- [Material shown]
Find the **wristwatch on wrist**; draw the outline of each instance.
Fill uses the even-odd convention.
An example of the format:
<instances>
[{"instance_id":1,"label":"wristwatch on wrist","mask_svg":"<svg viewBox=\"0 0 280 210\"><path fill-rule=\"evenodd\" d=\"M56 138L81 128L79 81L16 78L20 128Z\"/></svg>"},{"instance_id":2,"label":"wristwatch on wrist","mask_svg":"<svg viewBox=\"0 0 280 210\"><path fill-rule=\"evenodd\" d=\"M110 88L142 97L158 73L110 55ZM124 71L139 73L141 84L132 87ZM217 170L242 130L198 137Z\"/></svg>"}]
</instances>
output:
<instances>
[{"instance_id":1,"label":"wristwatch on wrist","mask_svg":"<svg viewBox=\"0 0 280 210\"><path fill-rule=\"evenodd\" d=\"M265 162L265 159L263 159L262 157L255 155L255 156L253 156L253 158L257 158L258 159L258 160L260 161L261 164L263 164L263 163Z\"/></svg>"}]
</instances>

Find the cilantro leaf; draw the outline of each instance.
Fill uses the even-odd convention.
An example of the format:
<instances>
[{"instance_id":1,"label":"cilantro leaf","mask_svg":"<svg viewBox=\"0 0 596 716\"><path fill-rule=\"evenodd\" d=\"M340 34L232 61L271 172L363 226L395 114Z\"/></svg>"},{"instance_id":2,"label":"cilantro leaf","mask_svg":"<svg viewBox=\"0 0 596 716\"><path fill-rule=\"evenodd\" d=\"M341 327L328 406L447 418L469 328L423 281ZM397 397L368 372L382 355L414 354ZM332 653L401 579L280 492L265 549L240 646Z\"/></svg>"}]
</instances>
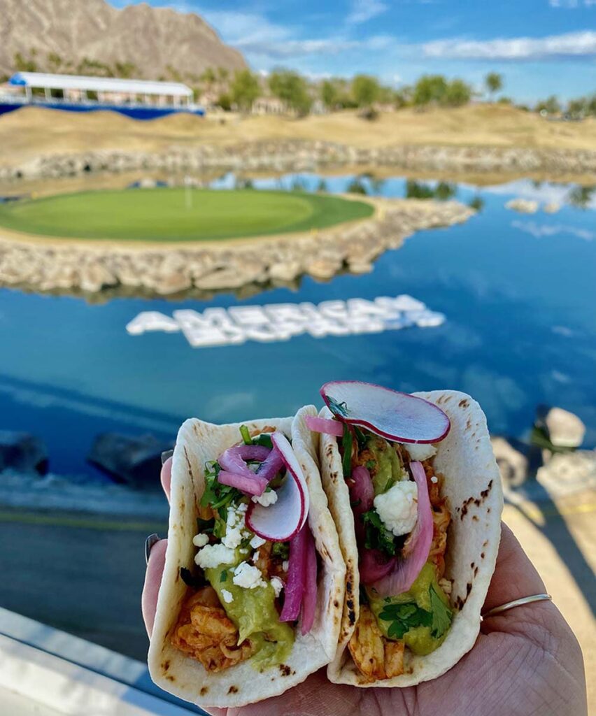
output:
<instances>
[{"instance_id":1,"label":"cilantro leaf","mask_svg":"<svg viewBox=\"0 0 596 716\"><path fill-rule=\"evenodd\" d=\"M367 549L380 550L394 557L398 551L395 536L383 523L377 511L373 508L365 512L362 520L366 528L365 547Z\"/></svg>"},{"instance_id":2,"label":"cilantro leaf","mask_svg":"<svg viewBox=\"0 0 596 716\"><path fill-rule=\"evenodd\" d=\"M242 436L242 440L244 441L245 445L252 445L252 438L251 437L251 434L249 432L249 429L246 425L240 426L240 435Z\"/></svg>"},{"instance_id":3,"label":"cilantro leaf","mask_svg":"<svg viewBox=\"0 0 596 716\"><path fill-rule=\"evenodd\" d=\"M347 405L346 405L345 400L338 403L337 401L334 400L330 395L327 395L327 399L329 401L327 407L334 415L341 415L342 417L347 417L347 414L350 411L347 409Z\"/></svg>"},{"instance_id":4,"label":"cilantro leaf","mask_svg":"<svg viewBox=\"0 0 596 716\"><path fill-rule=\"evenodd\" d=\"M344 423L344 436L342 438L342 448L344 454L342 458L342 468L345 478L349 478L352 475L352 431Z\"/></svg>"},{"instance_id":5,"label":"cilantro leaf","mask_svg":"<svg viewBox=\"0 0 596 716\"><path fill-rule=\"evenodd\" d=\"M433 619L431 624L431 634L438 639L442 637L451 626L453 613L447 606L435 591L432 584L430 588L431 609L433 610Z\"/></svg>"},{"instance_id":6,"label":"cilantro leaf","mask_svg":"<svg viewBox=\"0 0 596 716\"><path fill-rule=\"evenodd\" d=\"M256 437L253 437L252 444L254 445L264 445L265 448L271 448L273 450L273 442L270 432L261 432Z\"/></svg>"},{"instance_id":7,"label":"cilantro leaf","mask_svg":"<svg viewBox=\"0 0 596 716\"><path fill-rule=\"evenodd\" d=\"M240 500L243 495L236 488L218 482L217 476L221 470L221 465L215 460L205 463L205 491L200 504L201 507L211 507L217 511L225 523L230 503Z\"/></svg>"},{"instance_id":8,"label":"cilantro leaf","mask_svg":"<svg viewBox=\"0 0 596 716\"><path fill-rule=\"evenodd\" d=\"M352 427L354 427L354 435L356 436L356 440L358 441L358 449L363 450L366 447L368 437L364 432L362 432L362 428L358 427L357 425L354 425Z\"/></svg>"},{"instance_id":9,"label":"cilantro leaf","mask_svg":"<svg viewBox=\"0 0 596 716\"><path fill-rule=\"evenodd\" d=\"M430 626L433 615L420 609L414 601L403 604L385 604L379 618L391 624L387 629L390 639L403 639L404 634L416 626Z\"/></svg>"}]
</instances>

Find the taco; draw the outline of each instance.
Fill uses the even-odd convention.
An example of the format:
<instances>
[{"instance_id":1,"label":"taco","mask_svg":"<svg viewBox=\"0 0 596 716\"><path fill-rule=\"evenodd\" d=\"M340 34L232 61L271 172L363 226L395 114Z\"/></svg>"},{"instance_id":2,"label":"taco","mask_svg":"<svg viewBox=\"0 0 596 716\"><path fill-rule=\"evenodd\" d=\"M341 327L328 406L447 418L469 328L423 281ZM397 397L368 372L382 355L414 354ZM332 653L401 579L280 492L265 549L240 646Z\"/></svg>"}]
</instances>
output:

- [Problem to work on] Quote all of the entries above word for word, leaving out the pictures.

- [Expected answer]
Find the **wristwatch on wrist**; draw the outline of each instance.
Fill uses the even-odd convention.
An example of the format:
<instances>
[{"instance_id":1,"label":"wristwatch on wrist","mask_svg":"<svg viewBox=\"0 0 280 210\"><path fill-rule=\"evenodd\" d=\"M56 138L81 128L79 81L16 78L20 128Z\"/></svg>"},{"instance_id":2,"label":"wristwatch on wrist","mask_svg":"<svg viewBox=\"0 0 280 210\"><path fill-rule=\"evenodd\" d=\"M110 88L142 97L158 73L110 55ZM124 71L139 73L141 84L132 87ZM217 170L242 130L198 137Z\"/></svg>"}]
</instances>
output:
<instances>
[{"instance_id":1,"label":"wristwatch on wrist","mask_svg":"<svg viewBox=\"0 0 280 210\"><path fill-rule=\"evenodd\" d=\"M265 162L265 159L263 159L262 157L255 155L255 156L253 156L253 158L257 158L258 159L258 160L260 161L261 164L263 164L263 163Z\"/></svg>"}]
</instances>

Find the cilantro leaf; draw the outline of each instance.
Fill uses the even-odd convention.
An example of the format:
<instances>
[{"instance_id":1,"label":"cilantro leaf","mask_svg":"<svg viewBox=\"0 0 596 716\"><path fill-rule=\"evenodd\" d=\"M340 34L232 61L271 172L363 226L395 114Z\"/></svg>"},{"instance_id":2,"label":"cilantro leaf","mask_svg":"<svg viewBox=\"0 0 596 716\"><path fill-rule=\"evenodd\" d=\"M341 327L328 406L447 418L469 328L423 281ZM397 397L368 372L382 355L414 354ZM332 653L401 579L280 492L265 549L240 646Z\"/></svg>"}]
</instances>
output:
<instances>
[{"instance_id":1,"label":"cilantro leaf","mask_svg":"<svg viewBox=\"0 0 596 716\"><path fill-rule=\"evenodd\" d=\"M367 549L380 550L394 557L398 551L395 536L383 523L377 511L373 508L365 512L362 520L366 528L365 547Z\"/></svg>"},{"instance_id":2,"label":"cilantro leaf","mask_svg":"<svg viewBox=\"0 0 596 716\"><path fill-rule=\"evenodd\" d=\"M242 436L242 440L244 441L245 445L252 445L252 438L251 437L251 434L249 432L249 429L246 425L240 426L240 435Z\"/></svg>"},{"instance_id":3,"label":"cilantro leaf","mask_svg":"<svg viewBox=\"0 0 596 716\"><path fill-rule=\"evenodd\" d=\"M347 405L346 405L345 400L338 403L337 401L334 400L330 395L327 395L327 399L329 401L327 407L334 415L341 415L342 417L347 417L347 414L350 411L347 409Z\"/></svg>"},{"instance_id":4,"label":"cilantro leaf","mask_svg":"<svg viewBox=\"0 0 596 716\"><path fill-rule=\"evenodd\" d=\"M344 423L344 436L342 438L342 448L344 454L342 458L342 468L345 478L349 478L352 475L352 431Z\"/></svg>"},{"instance_id":5,"label":"cilantro leaf","mask_svg":"<svg viewBox=\"0 0 596 716\"><path fill-rule=\"evenodd\" d=\"M433 619L431 624L431 634L438 639L442 637L451 626L453 613L447 606L435 591L432 584L430 588L431 609L433 610Z\"/></svg>"},{"instance_id":6,"label":"cilantro leaf","mask_svg":"<svg viewBox=\"0 0 596 716\"><path fill-rule=\"evenodd\" d=\"M256 437L253 437L252 444L254 445L264 445L265 448L271 448L273 450L273 442L270 432L261 432Z\"/></svg>"},{"instance_id":7,"label":"cilantro leaf","mask_svg":"<svg viewBox=\"0 0 596 716\"><path fill-rule=\"evenodd\" d=\"M240 500L243 495L236 488L218 482L217 476L221 470L221 465L215 460L205 463L205 491L200 504L201 507L211 507L217 511L225 523L230 503Z\"/></svg>"},{"instance_id":8,"label":"cilantro leaf","mask_svg":"<svg viewBox=\"0 0 596 716\"><path fill-rule=\"evenodd\" d=\"M352 427L354 427L354 435L356 436L356 440L358 441L358 449L363 450L366 447L368 437L364 432L362 432L362 428L358 427L357 425L354 425Z\"/></svg>"},{"instance_id":9,"label":"cilantro leaf","mask_svg":"<svg viewBox=\"0 0 596 716\"><path fill-rule=\"evenodd\" d=\"M430 626L433 615L420 609L414 601L403 604L385 604L379 618L391 624L387 629L390 639L403 639L404 634L416 626Z\"/></svg>"}]
</instances>

Find the taco; draw the outline of each instance.
Fill uses the even-odd convention.
An example of the format:
<instances>
[{"instance_id":1,"label":"taco","mask_svg":"<svg viewBox=\"0 0 596 716\"><path fill-rule=\"evenodd\" d=\"M340 34L232 61L271 172L363 226L395 114Z\"/></svg>"},{"instance_id":2,"label":"taco","mask_svg":"<svg viewBox=\"0 0 596 716\"><path fill-rule=\"evenodd\" d=\"M341 327L328 406L447 418L469 328L423 281ZM397 397L368 372L382 355L414 354ZM332 653L401 579L280 492L265 549L240 646Z\"/></svg>"}]
</instances>
output:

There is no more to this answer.